** Instruction **
Please copy the listing below line by line, reproducing each one without any change.

** Point labeling examples **
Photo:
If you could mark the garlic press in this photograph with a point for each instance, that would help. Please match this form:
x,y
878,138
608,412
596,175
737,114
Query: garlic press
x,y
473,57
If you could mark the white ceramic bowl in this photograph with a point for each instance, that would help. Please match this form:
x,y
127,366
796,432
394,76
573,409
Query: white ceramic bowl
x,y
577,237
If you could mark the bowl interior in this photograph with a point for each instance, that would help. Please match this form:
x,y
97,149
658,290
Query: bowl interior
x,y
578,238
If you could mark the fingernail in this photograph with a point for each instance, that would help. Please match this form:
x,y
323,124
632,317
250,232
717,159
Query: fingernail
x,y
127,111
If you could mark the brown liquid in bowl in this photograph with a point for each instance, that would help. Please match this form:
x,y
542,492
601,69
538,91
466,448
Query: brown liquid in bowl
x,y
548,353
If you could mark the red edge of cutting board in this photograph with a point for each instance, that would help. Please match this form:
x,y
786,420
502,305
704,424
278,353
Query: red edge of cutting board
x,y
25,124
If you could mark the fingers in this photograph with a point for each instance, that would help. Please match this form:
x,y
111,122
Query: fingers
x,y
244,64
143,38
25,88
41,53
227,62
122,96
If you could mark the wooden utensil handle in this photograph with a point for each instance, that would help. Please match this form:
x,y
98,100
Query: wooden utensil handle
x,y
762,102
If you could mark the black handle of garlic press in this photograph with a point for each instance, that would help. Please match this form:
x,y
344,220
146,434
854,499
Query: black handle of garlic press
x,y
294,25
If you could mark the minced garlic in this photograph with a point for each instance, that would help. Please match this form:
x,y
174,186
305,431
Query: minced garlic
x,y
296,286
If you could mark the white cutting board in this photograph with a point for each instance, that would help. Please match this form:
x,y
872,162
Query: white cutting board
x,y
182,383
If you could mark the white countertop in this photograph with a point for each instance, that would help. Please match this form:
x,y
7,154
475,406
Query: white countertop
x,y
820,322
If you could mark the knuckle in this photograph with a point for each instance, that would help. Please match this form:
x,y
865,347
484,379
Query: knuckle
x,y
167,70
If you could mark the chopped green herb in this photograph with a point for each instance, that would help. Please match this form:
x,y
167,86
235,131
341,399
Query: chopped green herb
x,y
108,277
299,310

** Result **
Photo:
If you could mark the garlic press in this photograph with a point for each instance, that would help. Please match this form:
x,y
878,138
608,412
596,175
737,114
Query: garlic press
x,y
473,57
If you could mark the white ceramic bowl in this photograph with a point for each instance, that would help. Please match this form:
x,y
127,366
796,432
394,76
573,409
Query: white ceramic bowl
x,y
577,237
If you could mark the bowl interior in this photograph with a point for each instance, that would help. Please match this form:
x,y
97,149
658,290
Query: bowl interior
x,y
578,238
If you could mark the fingernail in this photograph with a point for each instance, that would help. Please match this form:
x,y
323,124
632,317
250,232
717,159
Query: fingernail
x,y
127,111
If you could mark the brown liquid in bowl in this photograph with a point for each instance, that would help. Please match this form:
x,y
542,492
601,69
538,91
466,448
Query: brown liquid in bowl
x,y
548,353
If you could mark the red edge of cutting board in this photograph with a point for each instance, that would help. Please match this form:
x,y
786,420
502,305
704,424
278,353
Query: red edge of cutting board
x,y
25,124
If you could mark the fingers in this photograph with a point for each instance, that would help. Please match this form:
x,y
111,122
Query: fingers
x,y
244,64
143,38
25,88
41,53
227,62
122,96
If you could mark the wooden utensil handle in this photograph with a point for each instance, that would help. Please match this form:
x,y
98,100
Query: wooden utensil handle
x,y
762,102
If you could mark the black handle of garlic press in this photograph with a point for each instance, that would help. Please match this form:
x,y
344,220
146,434
854,499
Query: black handle of garlic press
x,y
294,25
If you could mark the minced garlic in this photograph with a point for each instance, that would help. Please match this form:
x,y
174,186
305,431
Query: minced garlic
x,y
296,286
If you could mark the white cutting board in this photograph with a point for each instance, that would help. Please match this form:
x,y
872,162
Query: white cutting board
x,y
182,383
If you could mark the white countertop in this photograph with a point for each instance, that would help. Please match this form:
x,y
7,154
475,406
Query: white countertop
x,y
820,322
If you could mark the knuckle in this photograph with a point for each instance, that would help. Please match this form:
x,y
865,347
484,379
Query: knuckle
x,y
167,70
If you could mark the chopped green herb in this photograph with a point for each instance, that would help. Please match this form:
x,y
167,86
235,131
341,399
Query: chopped green herb
x,y
108,277
299,310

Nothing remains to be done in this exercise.